━━ Material provided

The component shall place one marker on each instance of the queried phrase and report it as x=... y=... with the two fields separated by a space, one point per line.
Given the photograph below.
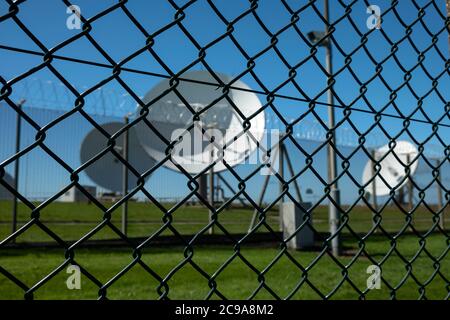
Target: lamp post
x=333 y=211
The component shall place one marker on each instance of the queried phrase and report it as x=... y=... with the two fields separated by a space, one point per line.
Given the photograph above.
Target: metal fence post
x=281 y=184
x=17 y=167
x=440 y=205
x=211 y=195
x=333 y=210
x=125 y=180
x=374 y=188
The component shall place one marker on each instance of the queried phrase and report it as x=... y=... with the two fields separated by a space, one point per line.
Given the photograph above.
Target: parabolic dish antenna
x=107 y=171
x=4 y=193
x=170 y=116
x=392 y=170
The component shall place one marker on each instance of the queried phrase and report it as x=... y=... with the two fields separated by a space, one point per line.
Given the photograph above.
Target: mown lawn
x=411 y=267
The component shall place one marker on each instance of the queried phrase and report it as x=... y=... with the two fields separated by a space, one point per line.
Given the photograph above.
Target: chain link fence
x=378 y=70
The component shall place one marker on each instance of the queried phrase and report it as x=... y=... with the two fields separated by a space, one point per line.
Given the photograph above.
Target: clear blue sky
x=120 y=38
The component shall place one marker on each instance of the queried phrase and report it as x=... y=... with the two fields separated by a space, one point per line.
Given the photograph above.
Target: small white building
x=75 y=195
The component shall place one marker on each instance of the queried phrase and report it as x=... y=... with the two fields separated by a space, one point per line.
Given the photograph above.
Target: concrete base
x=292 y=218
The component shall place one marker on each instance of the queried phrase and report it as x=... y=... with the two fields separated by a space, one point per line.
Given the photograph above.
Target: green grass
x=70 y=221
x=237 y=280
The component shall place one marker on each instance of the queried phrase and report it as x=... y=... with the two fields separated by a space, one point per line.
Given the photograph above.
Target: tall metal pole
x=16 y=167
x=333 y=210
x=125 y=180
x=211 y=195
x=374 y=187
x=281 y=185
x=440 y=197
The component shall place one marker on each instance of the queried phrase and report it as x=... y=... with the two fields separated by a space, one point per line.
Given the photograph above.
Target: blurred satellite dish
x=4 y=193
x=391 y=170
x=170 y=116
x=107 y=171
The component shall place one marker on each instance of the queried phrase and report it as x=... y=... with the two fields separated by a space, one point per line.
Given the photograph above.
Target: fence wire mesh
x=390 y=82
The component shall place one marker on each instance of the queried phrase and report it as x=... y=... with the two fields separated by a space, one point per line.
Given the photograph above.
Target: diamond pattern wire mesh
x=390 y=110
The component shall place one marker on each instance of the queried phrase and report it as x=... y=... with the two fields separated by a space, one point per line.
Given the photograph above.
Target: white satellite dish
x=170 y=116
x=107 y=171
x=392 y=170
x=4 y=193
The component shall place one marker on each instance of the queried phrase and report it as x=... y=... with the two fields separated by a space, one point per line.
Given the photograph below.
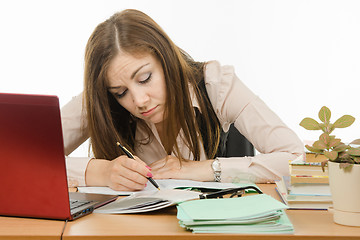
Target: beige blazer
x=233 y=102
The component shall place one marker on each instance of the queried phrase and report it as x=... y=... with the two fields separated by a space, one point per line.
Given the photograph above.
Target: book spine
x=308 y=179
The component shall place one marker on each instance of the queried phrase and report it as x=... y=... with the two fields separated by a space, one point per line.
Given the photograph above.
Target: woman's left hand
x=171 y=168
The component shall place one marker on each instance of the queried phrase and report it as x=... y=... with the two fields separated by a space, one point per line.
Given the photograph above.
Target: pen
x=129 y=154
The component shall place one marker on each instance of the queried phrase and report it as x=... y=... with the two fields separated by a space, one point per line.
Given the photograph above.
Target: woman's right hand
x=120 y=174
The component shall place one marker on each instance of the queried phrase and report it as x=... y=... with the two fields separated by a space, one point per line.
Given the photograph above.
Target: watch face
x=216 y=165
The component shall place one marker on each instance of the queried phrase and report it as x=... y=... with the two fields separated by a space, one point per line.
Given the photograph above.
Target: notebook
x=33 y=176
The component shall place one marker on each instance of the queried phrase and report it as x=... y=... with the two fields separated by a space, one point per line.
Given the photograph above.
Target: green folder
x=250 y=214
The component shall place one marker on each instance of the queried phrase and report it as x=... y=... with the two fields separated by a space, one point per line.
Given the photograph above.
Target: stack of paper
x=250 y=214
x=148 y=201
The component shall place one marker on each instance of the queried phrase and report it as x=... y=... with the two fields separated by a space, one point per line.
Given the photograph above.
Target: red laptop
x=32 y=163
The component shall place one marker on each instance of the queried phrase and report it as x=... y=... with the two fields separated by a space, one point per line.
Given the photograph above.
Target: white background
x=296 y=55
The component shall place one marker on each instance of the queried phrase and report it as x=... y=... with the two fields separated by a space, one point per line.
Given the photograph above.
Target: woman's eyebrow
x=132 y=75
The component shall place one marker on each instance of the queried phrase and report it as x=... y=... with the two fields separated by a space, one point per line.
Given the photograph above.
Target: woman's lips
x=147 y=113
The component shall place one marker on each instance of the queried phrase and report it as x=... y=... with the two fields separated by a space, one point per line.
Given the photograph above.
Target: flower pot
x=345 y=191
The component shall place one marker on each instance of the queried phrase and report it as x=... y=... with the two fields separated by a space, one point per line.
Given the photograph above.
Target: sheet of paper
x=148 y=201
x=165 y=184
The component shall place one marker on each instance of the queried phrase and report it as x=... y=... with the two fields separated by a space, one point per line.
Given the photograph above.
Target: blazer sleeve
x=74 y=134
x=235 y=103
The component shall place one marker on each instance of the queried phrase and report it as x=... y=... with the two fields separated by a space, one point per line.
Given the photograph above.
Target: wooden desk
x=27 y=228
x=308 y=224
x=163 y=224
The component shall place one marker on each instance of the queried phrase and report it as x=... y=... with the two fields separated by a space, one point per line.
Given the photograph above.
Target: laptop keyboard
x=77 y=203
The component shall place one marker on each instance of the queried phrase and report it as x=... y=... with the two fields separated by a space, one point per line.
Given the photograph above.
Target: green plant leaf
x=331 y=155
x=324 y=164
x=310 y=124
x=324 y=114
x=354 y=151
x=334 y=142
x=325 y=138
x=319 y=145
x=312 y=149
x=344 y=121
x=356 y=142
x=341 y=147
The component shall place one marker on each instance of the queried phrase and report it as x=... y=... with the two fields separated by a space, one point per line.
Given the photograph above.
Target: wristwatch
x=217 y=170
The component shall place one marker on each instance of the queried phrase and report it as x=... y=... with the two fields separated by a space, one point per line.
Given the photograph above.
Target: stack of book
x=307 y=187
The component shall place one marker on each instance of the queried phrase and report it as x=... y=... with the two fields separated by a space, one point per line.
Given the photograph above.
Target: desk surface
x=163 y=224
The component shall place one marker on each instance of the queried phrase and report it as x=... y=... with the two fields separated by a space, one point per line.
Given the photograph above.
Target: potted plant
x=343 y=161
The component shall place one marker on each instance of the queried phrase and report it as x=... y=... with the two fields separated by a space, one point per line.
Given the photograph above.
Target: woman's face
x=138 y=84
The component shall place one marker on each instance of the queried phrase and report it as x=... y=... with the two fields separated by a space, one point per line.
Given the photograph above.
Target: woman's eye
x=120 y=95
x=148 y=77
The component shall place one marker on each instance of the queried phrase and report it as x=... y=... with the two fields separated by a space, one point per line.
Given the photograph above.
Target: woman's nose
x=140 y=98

━━━━

Give back all of the entries verbatim, but without pictures.

The component shall place one marker on each instance of the queried phrase and report it as x=... y=... with the two fields separated by a space, one point per line.
Given the photograph below.
Target: lamp post
x=333 y=211
The component shall place one marker on each instance of the queried phrase and report it as x=... y=... with the two fields separated by a space, one point per line.
Given the photograph above.
Target: metal fence post
x=281 y=184
x=17 y=167
x=440 y=205
x=211 y=195
x=333 y=210
x=125 y=180
x=374 y=188
The component shall place one marker on each instance of the queried phrase and report it as x=... y=... with the two fields separated by a space, one point per line.
Given the photograph above.
Target: parabolic dish antenna
x=107 y=171
x=4 y=193
x=170 y=116
x=392 y=170
The component shall place one marker on each instance of the queried phrase and report it as x=... y=... with the two fields separated by a space, one point per line.
Given the photograph above.
Target: mown lawn
x=411 y=267
The component shall place one marker on each instance of the queried phrase and report it as x=... y=... with the two fields separated by a space, one point per line.
Given the photograph above.
Target: chain link fence
x=378 y=70
The component shall place one marker on each instance of the queried phrase and report it as x=... y=... with the two fields separated by a space, one point per line.
Given the photograph above.
Target: clear blue sky
x=120 y=38
The component shall place one marker on each instance of the queried phrase and report it as x=... y=... with the two fields separated by a space, one point per line.
Given the photograph above.
Target: small white building
x=75 y=195
The component shall place one marker on each instance of the queried phrase and report it as x=... y=... with the two fields separated by a space, one point per line.
Given the photograph above.
Target: concrete base
x=292 y=218
The component shall place one marker on each instance of the queried phrase and report it as x=... y=... with the two fields separated by a space, one point per line.
Given the photograph above.
Target: green grass
x=70 y=221
x=237 y=280
The component shall place one marker on each instance of the queried phrase and report it as x=... y=... with the two fields separated by a space, one point per line.
Given the photograph above.
Target: tall metal pole
x=16 y=167
x=333 y=210
x=125 y=180
x=211 y=195
x=374 y=187
x=281 y=185
x=440 y=197
The component shall place one marker on each instance of the queried phrase and report it as x=... y=... with the two fields separated by a space, one point per line.
Given the photograph above.
Target: blurred satellite dish
x=4 y=193
x=391 y=170
x=170 y=116
x=107 y=171
The component shall place one marker on each instance of the queried phrase and report it as x=... y=... with the two fields separated by a space, one point per line.
Given the photograph above.
Target: fence wire mesh
x=390 y=82
The component shall place one marker on each instance of the queried phrase and report it as x=... y=... with the two fields separated by a space, one point per line.
Given the photograph above.
Target: diamond pattern wire mesh
x=390 y=110
The component shall place one marker on each instance of the queried phrase and report it as x=... y=... with the two fields separated by a space, one point per line.
Given the photograph above.
Target: white satellite dish
x=170 y=116
x=107 y=171
x=392 y=170
x=4 y=193
The component shall place one marker on each instance of the queried phrase and report it as x=... y=... with the two fields separated by a space, one point per line.
Given the photograph below.
Target: beige blazer
x=233 y=102
The component shall place one marker on each instance of the queried phrase and report it as x=... y=... with the two fields separated by a space, one point per line.
Given the photograph above.
Target: book spine
x=308 y=179
The component shall place one marker on each instance of the queried phrase and report it as x=... y=... with the two fields separated by a space, one point per line.
Given the photograph above.
Target: woman's left hand
x=171 y=168
The component shall place one marker on each instance of the queried phrase and report it as x=... y=... with the two fields separated by a space, one point per line.
Given the photograph above.
Target: pen
x=129 y=154
The component shall place one marker on each instance of the queried phrase and report it as x=... y=... with the two fields separated by a space, one point per line.
Given the photograph above.
Target: woman's right hand
x=120 y=174
The component shall place one marker on each instance of the queried phrase and report it as x=... y=... with the two fields separated by a space, one point per line.
Given the photograph above.
Target: watch face
x=216 y=165
The component shall place one marker on each instance of the queried phrase and report it as x=... y=... with the two fields separated by a space, one point per line.
Given the photograph above.
Target: notebook
x=33 y=176
The component shall place one marker on each instance of the queried phrase and report it as x=... y=... with the two fields separated by a space, one point per line.
Given the photograph above.
Target: green folder
x=250 y=214
The component shall place one marker on each instance of the queried phrase and report it as x=... y=... with the two fields separated by a space, one point per line.
Given the photograph above.
Target: stack of paper
x=250 y=214
x=148 y=201
The component shall place one marker on each instance of the queried phrase and report it as x=... y=... with the two fields separated by a space, one point per line.
Given the photograph above.
Target: red laptop
x=32 y=163
The component shall place one marker on each instance of the queried phrase and report it as x=... y=... with the two fields separated by a space, one point per line.
Given the photograph above.
Target: white background
x=296 y=55
The component shall place one marker on each instance of the queried phrase and report it as x=... y=... with the two fields separated by a space, one point per line.
Given the photograph above.
Target: woman's eyebrow
x=132 y=75
The component shall place one marker on each instance of the queried phrase and report it as x=... y=... with the two fields separated by a space, one point per line.
Given the photograph above.
Target: woman's lips
x=147 y=113
The component shall place one marker on each instance of the queried phrase and report it as x=... y=... with the two fields separated by a space, one point per line.
Given the photograph above.
Target: flower pot
x=345 y=191
The component shall place one marker on each instance of the queried phrase and report it as x=... y=... with the two fields separated by a space, one point per line.
Given the photograph above.
Target: sheet of paper
x=148 y=201
x=165 y=184
The component shall place one marker on each instance of the queried phrase and report it as x=... y=... with the two fields separated by a space, one point per line.
Given the photograph above.
Target: blazer sleeve
x=74 y=134
x=235 y=103
The component shall place one marker on each instance of the queried phrase and report it as x=... y=... with the two fields separated by a space, one point per line.
Given the photograph above.
Target: wooden desk
x=27 y=228
x=308 y=224
x=163 y=224
The component shall place one marker on each instance of the queried phrase and report it as x=... y=... with the two fields separated by a space, one point per line.
Given the photograph above.
Target: laptop keyboard
x=77 y=203
The component shall place one marker on each instance of the queried phrase and report it as x=... y=... with the two fields separated by a space, one point per line.
Given the photograph above.
Target: green plant leaf
x=331 y=155
x=324 y=164
x=310 y=124
x=324 y=114
x=354 y=151
x=334 y=142
x=325 y=138
x=319 y=145
x=312 y=149
x=344 y=121
x=356 y=142
x=341 y=147
The component shall place one marker on each instance of the queried phrase and report it as x=... y=... with the two fields separated by a space, one point per line.
Given the photograph above.
Target: wristwatch
x=217 y=170
The component shall place one marker on each instance of the queried phrase and report it as x=... y=... with the two fields separated by a space, one point per line.
Given the photograph above.
Target: stack of book
x=307 y=187
The component shall place one marker on each instance of the queried phrase and report it as x=... y=... with the two fields separated by a space, one point per line.
Given the photograph above.
Target: desk surface
x=163 y=224
The component shall place one marker on each instance of the queried phrase and report it as x=... y=... with the two fields separated by a space, one point per line.
Given the photograph above.
Target: potted plant
x=343 y=161
The component shall place one marker on each instance of the queried phrase and report it as x=... y=... with the two fields separated by a space, one point per line.
Given the photograph above.
Target: woman's face
x=138 y=84
The component shall place one marker on each instance of the queried phrase and report it as x=... y=... with the two fields separated by a space, one point per line.
Given the photograph above.
Target: woman's eye
x=120 y=95
x=148 y=77
The component shall place one marker on each instance of the queried phrase and report it as x=... y=... with the two fields separated by a space, one point per line.
Given the photograph above.
Target: woman's nose
x=140 y=98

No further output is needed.